*** EXTRAIT CHOISI
S'agissant des actions conduites par Sopexa et Ubifrance en faveur des produits agroalimentaires, et notamment des campagnes qui seraient cofinancées par les offices agricoles et les interprofessions, elles doivent respecter l'ensemble du dispositif réglementaire, c'est-à-dire :

- le respect des règles d'étiquetage, qui permettent aux consommateurs de ne pas être trompés sur les produits ;

- la compatibilité avec les campagnes de publicité financées au niveau communautaire ;

- l'interdiction de publicité directe de produits d'une ou plusieurs entreprises données.

Cette dernière règle a empêché, à partir de 2001, les campagnes dites « associatives », où l'État, une interprofession et les entreprises d'un secteur soutiennent conjointement une campagne.

Enfin, depuis la directive services 92/50 sur les règles de passation des marchés publics, en date du 18 juin 1992, et transposée en droit français en 2001 12 ( * ) , de profonds changements ont été introduits, dans la mesure où sont imposées des règles extrêmement strictes pour les marchés publics en matière de mise en compétition et de seuils pour les appels d'offres 13 ( * ) .

b) La politique commerciale commune

La politique commerciale commune vise « au développement harmonieux du commerce mondial, à la suppression progressive des restrictions aux échanges internationaux et aux investissements étrangers directs, ainsi qu'à la réduction des barrières douanières et autres » (article 206 du Traité sur le fonctionnement de l'Union européenne).

Elle relève pour l'essentiel de la compétence exclusive de l'Union européenne (UE) au même titre que la politique de concurrence ou de la politique monétaire 14 ( * ) . Une telle dévolution de compétences conduit l'UE à défendre en principe ses intérêts d'une seule voix sur la scène internationale, sur laquelle elle est représentée par la Commission européenne, tant auprès des États tiers que des organisations internationales. Un tarif extérieur commun (TEC) est appliqué aux produits importés.

Par ailleurs, différents instruments unilatéraux sont mis en oeuvre pour régler les relations avec les pays tiers, qu'il s'agisse du système des préférences généralisées, qui octroie un certain nombre d'avantages commerciaux aux pays en développement et aux pays les moins avancés, ou qu'il s'agisse des instruments de défense commerciale par lesquels l'Union européenne protège ses intérêts contre les pratiques déloyales.

La politique commerciale commune ne s'articule pas réellement avec l'objectif de soutien aux exportations et il paraît difficile d'assurer un équilibre satisfaisant entre l'ouverture des marchés étrangers aux produits européens et la protection du marché intérieur, face à une concurrence qui, de plus, est souvent déloyale.
******
*** DONNÉES FOURNIES
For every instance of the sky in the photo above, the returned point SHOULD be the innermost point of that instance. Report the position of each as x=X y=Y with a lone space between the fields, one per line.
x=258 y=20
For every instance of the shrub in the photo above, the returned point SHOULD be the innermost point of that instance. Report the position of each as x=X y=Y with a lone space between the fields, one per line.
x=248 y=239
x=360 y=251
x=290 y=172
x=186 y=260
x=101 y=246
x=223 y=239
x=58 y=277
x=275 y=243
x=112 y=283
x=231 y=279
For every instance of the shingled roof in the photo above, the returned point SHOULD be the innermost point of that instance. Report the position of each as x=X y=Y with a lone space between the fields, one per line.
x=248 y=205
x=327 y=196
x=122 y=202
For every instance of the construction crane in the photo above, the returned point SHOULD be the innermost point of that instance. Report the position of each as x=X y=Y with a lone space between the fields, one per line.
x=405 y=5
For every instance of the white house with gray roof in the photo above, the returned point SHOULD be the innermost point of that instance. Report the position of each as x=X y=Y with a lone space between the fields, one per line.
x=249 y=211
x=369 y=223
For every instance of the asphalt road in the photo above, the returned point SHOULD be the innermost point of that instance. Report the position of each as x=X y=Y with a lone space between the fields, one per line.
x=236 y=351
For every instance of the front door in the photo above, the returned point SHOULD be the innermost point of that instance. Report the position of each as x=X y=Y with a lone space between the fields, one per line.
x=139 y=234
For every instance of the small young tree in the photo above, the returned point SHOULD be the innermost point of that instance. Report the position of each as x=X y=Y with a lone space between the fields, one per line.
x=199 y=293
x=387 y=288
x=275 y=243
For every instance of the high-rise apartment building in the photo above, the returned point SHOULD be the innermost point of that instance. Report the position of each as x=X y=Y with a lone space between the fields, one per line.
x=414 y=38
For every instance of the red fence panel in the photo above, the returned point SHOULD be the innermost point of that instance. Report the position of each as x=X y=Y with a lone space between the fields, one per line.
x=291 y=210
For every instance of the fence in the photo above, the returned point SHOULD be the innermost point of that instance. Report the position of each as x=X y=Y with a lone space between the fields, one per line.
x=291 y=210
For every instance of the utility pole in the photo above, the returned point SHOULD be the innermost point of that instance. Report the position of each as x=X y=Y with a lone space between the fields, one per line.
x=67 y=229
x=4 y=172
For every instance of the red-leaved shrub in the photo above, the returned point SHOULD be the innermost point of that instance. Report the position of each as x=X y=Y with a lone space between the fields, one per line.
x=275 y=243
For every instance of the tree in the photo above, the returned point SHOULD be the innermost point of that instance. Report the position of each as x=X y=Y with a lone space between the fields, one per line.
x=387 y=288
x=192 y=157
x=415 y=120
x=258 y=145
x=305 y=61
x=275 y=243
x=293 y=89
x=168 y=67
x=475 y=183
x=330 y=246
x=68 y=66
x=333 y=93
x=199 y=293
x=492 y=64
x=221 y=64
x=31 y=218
******
● **TRAVAIL À FAIRE**
(a) Pour chacune des affirmations suivantes, indiquez par oui ou par non si elle concorde avec l'extrait, puis citez exactement les mots qui tranchent. (i) L'interdiction de la publicité directe pour des entreprises données a empêché les campagnes dites « associatives » à partir de 2001. (ii) La politique commerciale commune relève pour l'essentiel de la compétence des États membres. (iii) Le système des préférences généralisées accorde des avantages commerciaux aux pays en développement.
(b) Recopiez l'extrait en commençant aux mots « La politique commerciale commune ne » et en vous arrêtant après « est souvent déloyale. ».

● **TÂCHES RÉSOLUES**
(a)
(i) Oui : « Cette dernière règle a empêché, à partir de 2001, les campagnes dites « associatives » ».
(ii) Non : « Elle relève pour l'essentiel de la compétence exclusive de l'Union européenne (UE) ».
(iii) Oui : « qui octroie un certain nombre d'avantages commerciaux aux pays en développement et aux pays les moins avancés ».

(b)
La politique commerciale commune ne s'articule pas réellement avec l'objectif de soutien aux exportations et il paraît difficile d'assurer un équilibre satisfaisant entre l'ouverture des marchés étrangers aux produits européens et la protection du marché intérieur, face à une concurrence qui, de plus, est souvent déloyale.